> Dataset entries:
** start **

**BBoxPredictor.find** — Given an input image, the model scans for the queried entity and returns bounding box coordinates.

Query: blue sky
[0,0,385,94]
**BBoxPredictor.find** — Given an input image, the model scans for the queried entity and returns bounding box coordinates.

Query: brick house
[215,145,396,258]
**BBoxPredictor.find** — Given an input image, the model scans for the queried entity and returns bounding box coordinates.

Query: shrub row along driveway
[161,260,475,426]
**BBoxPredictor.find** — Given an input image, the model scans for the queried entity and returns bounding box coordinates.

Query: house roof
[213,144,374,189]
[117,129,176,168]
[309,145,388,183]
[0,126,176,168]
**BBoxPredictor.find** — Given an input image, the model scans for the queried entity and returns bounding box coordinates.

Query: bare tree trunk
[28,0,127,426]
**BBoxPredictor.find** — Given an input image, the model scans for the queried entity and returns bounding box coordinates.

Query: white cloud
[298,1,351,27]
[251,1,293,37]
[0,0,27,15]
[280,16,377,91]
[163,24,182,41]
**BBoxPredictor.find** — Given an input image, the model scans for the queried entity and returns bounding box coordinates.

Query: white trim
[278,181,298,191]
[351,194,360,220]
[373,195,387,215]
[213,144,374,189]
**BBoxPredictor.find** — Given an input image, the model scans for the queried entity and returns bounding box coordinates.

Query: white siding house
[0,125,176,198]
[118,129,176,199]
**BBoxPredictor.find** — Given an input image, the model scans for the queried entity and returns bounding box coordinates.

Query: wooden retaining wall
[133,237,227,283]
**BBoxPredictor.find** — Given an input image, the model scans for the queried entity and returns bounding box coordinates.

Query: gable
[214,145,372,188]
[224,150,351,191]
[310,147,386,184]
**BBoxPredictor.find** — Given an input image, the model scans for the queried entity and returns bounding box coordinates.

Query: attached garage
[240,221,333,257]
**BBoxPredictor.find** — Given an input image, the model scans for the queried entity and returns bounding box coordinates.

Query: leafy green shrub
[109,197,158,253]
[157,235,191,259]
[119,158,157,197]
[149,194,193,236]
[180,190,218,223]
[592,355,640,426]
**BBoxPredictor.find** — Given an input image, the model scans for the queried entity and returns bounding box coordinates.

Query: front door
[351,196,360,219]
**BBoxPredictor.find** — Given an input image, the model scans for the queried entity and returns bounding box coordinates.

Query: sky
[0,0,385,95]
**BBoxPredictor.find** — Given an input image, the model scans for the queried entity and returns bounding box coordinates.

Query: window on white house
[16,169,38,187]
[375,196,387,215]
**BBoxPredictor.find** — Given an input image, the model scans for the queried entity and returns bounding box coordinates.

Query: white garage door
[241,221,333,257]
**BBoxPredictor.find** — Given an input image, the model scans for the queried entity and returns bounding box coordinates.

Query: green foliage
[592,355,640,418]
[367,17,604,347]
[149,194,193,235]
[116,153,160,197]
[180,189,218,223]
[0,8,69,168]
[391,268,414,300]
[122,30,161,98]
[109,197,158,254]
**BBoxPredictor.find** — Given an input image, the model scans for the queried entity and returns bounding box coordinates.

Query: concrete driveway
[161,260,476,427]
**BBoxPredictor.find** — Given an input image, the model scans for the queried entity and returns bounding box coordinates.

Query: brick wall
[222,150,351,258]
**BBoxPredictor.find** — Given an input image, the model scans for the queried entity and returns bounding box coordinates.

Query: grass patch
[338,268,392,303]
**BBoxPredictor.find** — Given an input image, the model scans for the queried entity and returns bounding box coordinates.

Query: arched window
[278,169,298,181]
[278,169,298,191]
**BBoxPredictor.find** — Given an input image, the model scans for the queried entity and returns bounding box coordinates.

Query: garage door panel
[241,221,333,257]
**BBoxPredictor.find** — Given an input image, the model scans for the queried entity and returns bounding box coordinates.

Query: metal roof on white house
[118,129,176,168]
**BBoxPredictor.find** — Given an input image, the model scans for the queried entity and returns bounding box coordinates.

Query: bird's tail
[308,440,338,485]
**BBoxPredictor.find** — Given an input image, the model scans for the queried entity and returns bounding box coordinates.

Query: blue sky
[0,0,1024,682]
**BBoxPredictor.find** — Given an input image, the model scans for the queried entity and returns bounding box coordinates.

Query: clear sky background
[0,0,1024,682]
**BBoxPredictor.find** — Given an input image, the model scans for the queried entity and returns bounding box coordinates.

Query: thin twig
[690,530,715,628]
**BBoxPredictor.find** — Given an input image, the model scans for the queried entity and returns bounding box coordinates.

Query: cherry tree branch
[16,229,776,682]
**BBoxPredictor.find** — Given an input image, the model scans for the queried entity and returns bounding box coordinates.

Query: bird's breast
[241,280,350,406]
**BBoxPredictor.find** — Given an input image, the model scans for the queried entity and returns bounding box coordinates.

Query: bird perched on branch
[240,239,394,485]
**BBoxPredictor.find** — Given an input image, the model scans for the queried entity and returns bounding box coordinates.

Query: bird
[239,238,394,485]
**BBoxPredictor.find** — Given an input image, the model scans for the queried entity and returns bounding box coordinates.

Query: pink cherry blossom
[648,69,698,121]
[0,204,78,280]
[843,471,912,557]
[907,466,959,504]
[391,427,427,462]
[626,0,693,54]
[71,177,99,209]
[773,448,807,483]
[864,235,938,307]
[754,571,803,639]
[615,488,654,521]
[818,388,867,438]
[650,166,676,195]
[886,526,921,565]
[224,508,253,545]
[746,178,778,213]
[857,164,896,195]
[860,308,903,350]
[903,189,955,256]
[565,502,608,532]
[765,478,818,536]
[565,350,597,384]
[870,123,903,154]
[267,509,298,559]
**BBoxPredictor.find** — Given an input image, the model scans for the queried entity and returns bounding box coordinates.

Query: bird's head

** end **

Rescale the lines from the start through the line containing "[161,260,475,426]", both ends included, and write out every line in that span again with only the bounding box coordinates changed. Multiply each coordinate by 2.5 and round it to a whole number, with halves rounded up, and return only that span.

**BBoxPredictor.find** — Given an input image, the model scans for the queried entity and returns bounding box coordinates.

Query: blue sky
[0,0,963,235]
**BBoxPredictor.find** — Given an input image, the model scans for the queried entity and returns bounding box coordinates.

Query: brick house
[538,363,990,645]
**BBoxPredictor.find** — Given an input image, the model scans for the queried entity and returns bounding box coordinates.

Query: shrub row along driveway
[403,650,1188,1065]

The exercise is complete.